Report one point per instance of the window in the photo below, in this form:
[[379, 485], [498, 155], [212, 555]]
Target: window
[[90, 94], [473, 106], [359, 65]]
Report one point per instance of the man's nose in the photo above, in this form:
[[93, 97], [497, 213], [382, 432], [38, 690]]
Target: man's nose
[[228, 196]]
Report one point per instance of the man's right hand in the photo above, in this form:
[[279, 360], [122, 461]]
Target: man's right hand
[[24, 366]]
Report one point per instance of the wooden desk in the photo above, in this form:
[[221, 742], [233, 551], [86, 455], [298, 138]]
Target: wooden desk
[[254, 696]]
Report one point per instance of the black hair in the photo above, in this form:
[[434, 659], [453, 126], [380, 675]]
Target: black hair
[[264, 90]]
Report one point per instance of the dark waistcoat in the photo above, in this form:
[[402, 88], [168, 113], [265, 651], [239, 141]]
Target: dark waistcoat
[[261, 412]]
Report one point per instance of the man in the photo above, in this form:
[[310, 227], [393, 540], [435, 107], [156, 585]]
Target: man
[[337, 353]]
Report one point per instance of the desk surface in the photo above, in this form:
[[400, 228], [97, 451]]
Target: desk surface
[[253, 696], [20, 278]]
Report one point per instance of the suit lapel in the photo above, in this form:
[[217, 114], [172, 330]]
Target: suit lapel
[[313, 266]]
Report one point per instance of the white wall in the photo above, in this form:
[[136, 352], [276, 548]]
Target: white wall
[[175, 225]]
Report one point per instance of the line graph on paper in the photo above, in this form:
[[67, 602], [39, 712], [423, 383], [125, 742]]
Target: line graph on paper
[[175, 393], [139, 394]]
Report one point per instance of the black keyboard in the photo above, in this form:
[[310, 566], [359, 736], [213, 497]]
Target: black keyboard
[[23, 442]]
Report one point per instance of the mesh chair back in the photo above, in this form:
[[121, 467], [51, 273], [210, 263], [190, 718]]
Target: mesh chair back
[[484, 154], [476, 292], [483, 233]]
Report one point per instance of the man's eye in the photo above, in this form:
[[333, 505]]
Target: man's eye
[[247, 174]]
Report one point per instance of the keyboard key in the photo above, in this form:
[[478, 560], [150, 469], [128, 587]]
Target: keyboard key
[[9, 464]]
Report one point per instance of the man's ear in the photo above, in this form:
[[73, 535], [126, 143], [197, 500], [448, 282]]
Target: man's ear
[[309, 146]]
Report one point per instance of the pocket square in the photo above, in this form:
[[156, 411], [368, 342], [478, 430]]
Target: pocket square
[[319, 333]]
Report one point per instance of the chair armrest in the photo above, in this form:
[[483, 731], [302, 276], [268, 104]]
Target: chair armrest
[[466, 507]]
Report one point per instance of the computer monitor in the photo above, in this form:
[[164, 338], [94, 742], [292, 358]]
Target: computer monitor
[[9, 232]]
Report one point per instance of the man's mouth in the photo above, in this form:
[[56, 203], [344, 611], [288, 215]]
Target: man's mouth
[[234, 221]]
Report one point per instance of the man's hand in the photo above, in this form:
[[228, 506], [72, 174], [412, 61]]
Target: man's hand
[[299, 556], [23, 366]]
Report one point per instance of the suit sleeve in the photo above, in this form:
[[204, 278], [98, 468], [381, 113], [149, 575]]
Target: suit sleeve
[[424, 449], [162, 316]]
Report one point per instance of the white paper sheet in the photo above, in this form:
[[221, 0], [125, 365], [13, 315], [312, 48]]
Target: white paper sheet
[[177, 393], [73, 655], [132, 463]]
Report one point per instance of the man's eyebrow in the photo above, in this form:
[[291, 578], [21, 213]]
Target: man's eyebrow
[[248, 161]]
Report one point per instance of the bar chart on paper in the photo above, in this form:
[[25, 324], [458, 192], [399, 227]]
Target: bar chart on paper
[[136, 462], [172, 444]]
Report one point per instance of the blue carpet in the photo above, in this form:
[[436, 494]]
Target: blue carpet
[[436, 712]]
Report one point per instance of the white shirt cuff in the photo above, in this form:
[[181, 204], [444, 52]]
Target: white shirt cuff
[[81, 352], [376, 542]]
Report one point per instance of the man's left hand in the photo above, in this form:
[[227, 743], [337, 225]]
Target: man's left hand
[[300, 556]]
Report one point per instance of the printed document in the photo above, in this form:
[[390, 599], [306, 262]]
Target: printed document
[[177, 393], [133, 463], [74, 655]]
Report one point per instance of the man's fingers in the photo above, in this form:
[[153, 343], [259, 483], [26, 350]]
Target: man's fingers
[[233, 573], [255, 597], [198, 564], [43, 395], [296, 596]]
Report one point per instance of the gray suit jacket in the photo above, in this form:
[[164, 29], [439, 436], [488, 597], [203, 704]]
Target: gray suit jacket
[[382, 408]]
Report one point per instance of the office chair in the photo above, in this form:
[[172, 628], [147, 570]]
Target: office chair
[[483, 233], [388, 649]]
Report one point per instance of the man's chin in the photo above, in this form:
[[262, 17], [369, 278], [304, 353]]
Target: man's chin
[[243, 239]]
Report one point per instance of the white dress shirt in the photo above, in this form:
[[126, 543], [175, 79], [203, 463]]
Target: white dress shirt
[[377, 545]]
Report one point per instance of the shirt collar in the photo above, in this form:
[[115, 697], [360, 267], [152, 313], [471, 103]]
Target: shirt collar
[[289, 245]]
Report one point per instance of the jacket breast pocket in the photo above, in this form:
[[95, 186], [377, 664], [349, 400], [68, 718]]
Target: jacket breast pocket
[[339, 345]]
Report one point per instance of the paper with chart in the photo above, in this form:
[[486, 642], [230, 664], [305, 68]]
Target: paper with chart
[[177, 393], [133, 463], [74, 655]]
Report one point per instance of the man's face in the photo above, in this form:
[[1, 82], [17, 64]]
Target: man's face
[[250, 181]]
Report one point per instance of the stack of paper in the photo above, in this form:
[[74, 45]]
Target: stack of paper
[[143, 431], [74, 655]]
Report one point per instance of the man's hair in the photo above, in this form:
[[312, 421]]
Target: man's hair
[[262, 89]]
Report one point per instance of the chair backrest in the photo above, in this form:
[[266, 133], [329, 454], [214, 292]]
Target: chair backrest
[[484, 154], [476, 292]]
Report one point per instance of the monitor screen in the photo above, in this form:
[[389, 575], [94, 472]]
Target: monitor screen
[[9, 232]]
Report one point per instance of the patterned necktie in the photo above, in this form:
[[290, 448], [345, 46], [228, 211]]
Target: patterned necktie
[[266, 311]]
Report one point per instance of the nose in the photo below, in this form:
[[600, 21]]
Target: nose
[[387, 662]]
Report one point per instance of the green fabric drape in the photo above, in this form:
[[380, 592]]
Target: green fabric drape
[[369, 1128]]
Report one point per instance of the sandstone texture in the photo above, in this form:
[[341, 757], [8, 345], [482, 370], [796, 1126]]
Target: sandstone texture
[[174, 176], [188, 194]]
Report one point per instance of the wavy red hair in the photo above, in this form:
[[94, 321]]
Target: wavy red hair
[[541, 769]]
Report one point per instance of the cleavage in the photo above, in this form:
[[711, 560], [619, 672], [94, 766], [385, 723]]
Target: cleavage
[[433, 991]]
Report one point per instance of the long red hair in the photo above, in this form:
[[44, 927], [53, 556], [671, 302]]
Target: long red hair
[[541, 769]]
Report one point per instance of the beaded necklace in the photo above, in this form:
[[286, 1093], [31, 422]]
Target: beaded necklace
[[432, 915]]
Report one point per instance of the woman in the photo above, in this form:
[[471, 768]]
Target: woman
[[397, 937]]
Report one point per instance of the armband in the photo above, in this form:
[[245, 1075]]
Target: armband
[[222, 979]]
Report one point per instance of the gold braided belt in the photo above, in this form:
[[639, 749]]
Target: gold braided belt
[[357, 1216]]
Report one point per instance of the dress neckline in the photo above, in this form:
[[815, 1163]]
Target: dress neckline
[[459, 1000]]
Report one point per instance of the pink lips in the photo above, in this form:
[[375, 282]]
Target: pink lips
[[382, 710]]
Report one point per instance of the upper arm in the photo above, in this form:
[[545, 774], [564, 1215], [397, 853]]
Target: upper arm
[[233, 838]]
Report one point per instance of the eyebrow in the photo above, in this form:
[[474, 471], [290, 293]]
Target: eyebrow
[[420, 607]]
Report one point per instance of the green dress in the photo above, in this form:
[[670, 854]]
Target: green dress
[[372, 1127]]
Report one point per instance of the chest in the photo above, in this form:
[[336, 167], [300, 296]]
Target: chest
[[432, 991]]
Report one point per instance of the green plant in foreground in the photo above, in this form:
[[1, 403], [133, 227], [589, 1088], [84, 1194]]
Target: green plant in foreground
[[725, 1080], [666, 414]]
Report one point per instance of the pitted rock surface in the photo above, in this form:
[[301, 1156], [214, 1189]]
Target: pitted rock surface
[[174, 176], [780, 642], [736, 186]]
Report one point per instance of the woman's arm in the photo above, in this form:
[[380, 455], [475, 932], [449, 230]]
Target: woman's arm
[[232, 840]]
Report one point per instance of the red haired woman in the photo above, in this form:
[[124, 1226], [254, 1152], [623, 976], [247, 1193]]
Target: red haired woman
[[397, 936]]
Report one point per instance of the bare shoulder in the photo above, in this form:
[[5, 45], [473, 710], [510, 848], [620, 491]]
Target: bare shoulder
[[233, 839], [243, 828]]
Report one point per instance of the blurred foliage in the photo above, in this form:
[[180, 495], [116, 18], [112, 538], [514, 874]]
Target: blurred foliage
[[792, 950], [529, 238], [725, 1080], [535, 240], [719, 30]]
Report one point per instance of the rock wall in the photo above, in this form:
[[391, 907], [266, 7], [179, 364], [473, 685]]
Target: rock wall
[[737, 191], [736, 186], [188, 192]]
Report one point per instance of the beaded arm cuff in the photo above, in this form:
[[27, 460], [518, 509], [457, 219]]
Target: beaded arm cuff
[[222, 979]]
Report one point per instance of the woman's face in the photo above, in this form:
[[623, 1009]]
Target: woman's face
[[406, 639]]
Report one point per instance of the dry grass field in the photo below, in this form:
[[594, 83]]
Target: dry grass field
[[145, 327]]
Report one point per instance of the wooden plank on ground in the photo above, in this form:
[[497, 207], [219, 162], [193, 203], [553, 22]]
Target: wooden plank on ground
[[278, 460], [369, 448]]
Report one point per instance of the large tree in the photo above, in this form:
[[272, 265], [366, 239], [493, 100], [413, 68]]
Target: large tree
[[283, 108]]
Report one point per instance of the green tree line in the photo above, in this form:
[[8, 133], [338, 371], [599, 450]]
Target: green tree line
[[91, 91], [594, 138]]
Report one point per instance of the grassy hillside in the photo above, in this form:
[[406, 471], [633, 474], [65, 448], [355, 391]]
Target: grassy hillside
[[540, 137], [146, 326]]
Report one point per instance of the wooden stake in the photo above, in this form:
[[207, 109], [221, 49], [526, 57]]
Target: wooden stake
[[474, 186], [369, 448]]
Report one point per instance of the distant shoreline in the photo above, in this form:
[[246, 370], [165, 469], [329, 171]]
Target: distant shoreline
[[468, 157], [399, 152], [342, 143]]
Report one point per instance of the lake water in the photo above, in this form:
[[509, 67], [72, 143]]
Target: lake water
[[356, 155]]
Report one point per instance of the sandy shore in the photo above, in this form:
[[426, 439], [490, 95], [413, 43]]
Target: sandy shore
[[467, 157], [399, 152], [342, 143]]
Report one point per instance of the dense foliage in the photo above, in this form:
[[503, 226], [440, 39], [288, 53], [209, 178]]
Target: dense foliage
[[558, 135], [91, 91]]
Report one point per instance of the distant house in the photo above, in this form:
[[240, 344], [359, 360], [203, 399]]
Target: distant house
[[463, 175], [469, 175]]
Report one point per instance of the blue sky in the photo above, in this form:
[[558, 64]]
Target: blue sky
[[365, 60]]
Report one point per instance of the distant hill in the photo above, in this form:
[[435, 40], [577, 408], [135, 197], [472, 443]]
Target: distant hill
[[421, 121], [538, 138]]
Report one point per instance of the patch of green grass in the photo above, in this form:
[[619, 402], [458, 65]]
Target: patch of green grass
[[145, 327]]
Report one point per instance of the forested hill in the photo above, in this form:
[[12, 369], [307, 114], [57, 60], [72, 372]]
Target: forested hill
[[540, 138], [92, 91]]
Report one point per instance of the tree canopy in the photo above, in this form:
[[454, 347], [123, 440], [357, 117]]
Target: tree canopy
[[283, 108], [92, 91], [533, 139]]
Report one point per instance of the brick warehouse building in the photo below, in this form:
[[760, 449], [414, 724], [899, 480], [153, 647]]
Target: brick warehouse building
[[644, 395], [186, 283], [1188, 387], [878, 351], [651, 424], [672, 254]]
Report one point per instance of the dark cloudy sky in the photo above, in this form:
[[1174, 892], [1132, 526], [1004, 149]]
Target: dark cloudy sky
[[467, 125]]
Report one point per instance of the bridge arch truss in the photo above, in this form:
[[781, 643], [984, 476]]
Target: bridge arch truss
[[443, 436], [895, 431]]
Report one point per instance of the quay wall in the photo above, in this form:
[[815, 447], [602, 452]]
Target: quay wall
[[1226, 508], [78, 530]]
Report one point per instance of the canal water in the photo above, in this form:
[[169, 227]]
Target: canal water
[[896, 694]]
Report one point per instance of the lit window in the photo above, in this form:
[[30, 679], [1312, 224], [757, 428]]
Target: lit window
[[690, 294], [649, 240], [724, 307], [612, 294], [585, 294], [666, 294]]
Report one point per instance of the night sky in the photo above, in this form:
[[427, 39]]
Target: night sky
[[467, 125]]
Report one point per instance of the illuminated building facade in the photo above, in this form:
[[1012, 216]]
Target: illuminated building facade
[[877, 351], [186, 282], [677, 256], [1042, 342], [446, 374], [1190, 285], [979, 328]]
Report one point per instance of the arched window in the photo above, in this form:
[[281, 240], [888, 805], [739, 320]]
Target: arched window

▶ [Your instructions]:
Your task is to retype the entries verbatim, starting with the line that holds "Report one point per instance of the long" and stopping after the line that holds "Report one point per instance of the beaded necklace".

▶ [Response area]:
Report one point per instance of the long red hair in the photo above, in this form:
[[44, 927], [53, 556], [671, 302]]
Target: long red hair
[[541, 769]]
Report one point per instance of the beaded necklace in the photo above, in this form:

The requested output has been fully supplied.